▶ [THE PROBLEM]: Set the records down again in full, with every word kept.

▶ [RECORDS PROVIDED]:
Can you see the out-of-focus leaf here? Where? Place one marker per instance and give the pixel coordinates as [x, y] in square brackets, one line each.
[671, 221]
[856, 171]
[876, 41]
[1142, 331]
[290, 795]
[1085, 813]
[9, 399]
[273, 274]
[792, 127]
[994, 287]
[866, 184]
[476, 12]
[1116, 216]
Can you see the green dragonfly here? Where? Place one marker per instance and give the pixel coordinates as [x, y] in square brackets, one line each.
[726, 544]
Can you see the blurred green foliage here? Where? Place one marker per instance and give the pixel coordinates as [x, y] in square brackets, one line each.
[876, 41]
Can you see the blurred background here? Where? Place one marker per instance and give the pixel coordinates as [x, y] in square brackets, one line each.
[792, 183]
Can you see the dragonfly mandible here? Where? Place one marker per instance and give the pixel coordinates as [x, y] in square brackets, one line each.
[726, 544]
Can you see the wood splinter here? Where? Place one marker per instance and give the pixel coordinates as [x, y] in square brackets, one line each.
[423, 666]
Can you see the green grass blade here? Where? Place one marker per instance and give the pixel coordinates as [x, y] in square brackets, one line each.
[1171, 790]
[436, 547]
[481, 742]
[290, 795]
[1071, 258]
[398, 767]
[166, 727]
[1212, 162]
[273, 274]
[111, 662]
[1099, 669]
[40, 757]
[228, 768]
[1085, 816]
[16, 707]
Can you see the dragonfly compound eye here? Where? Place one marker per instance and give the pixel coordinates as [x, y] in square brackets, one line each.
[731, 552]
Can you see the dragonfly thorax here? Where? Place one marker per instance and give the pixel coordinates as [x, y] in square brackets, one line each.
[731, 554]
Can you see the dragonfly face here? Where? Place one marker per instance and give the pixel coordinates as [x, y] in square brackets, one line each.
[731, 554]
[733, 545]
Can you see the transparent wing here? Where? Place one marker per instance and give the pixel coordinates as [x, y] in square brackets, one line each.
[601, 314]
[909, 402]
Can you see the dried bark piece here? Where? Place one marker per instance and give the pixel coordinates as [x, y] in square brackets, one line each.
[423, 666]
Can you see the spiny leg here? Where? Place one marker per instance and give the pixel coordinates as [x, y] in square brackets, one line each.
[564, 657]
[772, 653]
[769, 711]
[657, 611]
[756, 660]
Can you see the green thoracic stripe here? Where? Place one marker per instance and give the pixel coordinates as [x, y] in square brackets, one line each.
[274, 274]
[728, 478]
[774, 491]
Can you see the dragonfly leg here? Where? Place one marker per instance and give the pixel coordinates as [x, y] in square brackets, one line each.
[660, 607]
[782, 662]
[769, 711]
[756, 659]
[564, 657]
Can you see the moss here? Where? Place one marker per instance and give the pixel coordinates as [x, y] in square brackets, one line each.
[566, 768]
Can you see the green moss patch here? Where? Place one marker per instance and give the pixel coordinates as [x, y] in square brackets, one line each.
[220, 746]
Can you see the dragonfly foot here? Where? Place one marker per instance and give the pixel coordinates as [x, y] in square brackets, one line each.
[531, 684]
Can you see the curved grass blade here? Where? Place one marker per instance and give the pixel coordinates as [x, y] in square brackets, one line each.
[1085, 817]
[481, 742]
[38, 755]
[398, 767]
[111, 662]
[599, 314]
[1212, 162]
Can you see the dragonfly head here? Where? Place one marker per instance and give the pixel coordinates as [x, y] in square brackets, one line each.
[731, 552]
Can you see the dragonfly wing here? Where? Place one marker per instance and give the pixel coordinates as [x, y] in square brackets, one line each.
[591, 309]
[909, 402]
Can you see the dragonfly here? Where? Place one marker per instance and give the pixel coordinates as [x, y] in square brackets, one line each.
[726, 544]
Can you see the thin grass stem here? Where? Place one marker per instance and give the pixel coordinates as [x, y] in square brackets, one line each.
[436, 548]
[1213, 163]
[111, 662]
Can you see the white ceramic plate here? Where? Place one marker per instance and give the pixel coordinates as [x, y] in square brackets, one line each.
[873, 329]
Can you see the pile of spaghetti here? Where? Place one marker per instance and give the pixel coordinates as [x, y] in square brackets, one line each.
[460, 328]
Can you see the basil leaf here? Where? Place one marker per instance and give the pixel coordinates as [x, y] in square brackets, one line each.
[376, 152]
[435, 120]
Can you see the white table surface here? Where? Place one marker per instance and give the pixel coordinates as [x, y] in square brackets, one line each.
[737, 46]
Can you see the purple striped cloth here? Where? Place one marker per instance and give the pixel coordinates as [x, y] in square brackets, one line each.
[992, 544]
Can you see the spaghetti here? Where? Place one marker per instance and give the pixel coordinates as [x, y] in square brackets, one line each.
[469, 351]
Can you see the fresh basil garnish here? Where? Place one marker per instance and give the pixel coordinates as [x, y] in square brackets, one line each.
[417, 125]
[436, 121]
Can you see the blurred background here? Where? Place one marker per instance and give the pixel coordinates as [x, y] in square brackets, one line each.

▶ [RESPONSE TO THE TASK]:
Can you see the out-of-focus leaf here? Where? Place one marker per instance and give the pixel coordinates as [x, y] in square brackets, one line each.
[671, 221]
[856, 171]
[876, 41]
[1142, 331]
[290, 795]
[1085, 813]
[9, 399]
[273, 274]
[792, 127]
[994, 287]
[866, 184]
[476, 12]
[1116, 216]
Can you see the green dragonfly here? Where? Place one marker per instance and give the pixel coordinates as [x, y] in square brackets, one line each.
[726, 544]
Can you see the blurred green foliage here? Where? Place one marker per instance and give the pixel coordinates as [x, y] in square brackets, one line each.
[876, 41]
Can you see the blurred background here? Where? Place one marker per instance and give the pixel coordinates as [x, y] in square brackets, one line each.
[792, 183]
Can you see the dragonfly mandible here? Where? Place one marker per instance and give the pixel coordinates as [x, y] in square brackets, one line each.
[726, 544]
Can you see the wood splinter here? Where? Place one marker per instance and give the pixel coordinates as [x, y] in square brackets, one line each.
[423, 666]
Can you see the green grass blade here? Where? Place one marker per instance and give the pixel coordinates as [x, y] in square brackets, one line each.
[1171, 790]
[436, 547]
[481, 742]
[290, 795]
[1071, 258]
[398, 767]
[166, 727]
[1212, 162]
[273, 274]
[111, 662]
[1099, 669]
[40, 757]
[228, 768]
[1085, 816]
[16, 707]
Can you see the dragonfly compound eye here? Where? Place one marker per instance and give the pixel coordinates as [x, y] in square brackets, one line each.
[731, 552]
Can you see the dragonfly thorax here? Where? Place one marker per instance and give the pixel coordinates as [x, y] in square brackets, one line each.
[731, 554]
Can you see the dragonfly face here? Where? Place one marker per instance and give the pixel coordinates as [x, y] in square brackets, one line each.
[731, 554]
[733, 545]
Can you see the transparent wing here? Where? Place one marker per instance and give the pixel coordinates as [x, y] in square brackets, one line each.
[601, 314]
[909, 402]
Can you see the dried bark piece here? Where? Place one marker per instance and give the pixel coordinates as [x, y] in square brackets, one line each.
[423, 666]
Can you see the spiny leg here? Where? Place one marker per instance and give the pixel coordinates as [x, y] in square brackets, one line each.
[564, 657]
[772, 653]
[769, 711]
[657, 611]
[756, 660]
Can you see the green thoracic stripe here? Where? Place one marker per instance and give the pixel coordinates as [x, y] in square brackets, one line each.
[274, 274]
[728, 478]
[774, 491]
Can you see the dragonfly leg here? Where? Place one marker per instance and give the pixel coordinates as [x, y] in square brackets, one line each.
[660, 607]
[782, 662]
[769, 711]
[756, 659]
[564, 657]
Can you see the moss here? Where? Place one marker per instance and give the pixel coordinates as [x, y] in square brackets, one line each.
[566, 768]
Can you see the green moss patch here? Where? Place one marker per instance and give the pixel coordinates as [x, y] in square brackets, one line each.
[220, 746]
Can you see the dragonfly foot here? Where? Place one marker per instance and give the pixel coordinates as [x, y] in square brackets, one line each.
[531, 684]
Can you see the curved grass blade here? Where? Place one marker per instance and give the pixel coordinates as [x, y] in square brackets, one line each.
[1085, 817]
[481, 742]
[38, 755]
[398, 767]
[111, 662]
[599, 314]
[1212, 162]
Can you see the dragonfly head here? Where? Place one marker per instance and give the pixel coordinates as [x, y] in square brackets, one line each.
[731, 552]
Can you see the dragonfly wing here? Where? Place one marker per instance and give the pixel coordinates as [x, y] in square brackets, one line each.
[591, 309]
[909, 402]
Can you see the dragonfly here? Where? Place one marker per instance and give the pixel coordinates as [x, y] in square brackets, one line each.
[726, 544]
Can you see the thin grass stem here? Where? Place one marker per instance and give the pixel coordinates as [x, y] in square brackets, one line each.
[436, 548]
[1213, 163]
[111, 662]
Can you see the white ceramic plate here? Where? Place one marker per instance and give the pixel coordinates as [x, y] in square brackets, one line each.
[873, 329]
Can you see the pile of spaghetti here? Where? Place one marker per instance and give the pixel coordinates as [x, y] in square brackets, one line each.
[460, 328]
Can you see the basil leaf here? Where? Place one marker per instance and give the pixel coordinates as [x, y] in square brackets, one line each.
[376, 152]
[435, 120]
Can you see the white table surface here? Where? Place one marker per instance and give the pixel coordinates as [x, y] in square brackets, one line each.
[737, 46]
Can you see the purple striped cloth here? Where? Place one marker per instance and give the pixel coordinates as [x, y] in square brackets, one line each.
[992, 544]
Can you see the spaghetti here? Where? Place one marker per instance and give the pixel coordinates as [x, y] in square brackets, one line each.
[469, 351]
Can you see the fresh basil garnish here? Where? Place one marker per instance and give the pixel coordinates as [x, y] in square brackets, one line each.
[417, 125]
[436, 121]
Can you see the blurred background here? Where? Place one marker per instance and give the pixel coordinates as [x, y] in square brackets, one line each.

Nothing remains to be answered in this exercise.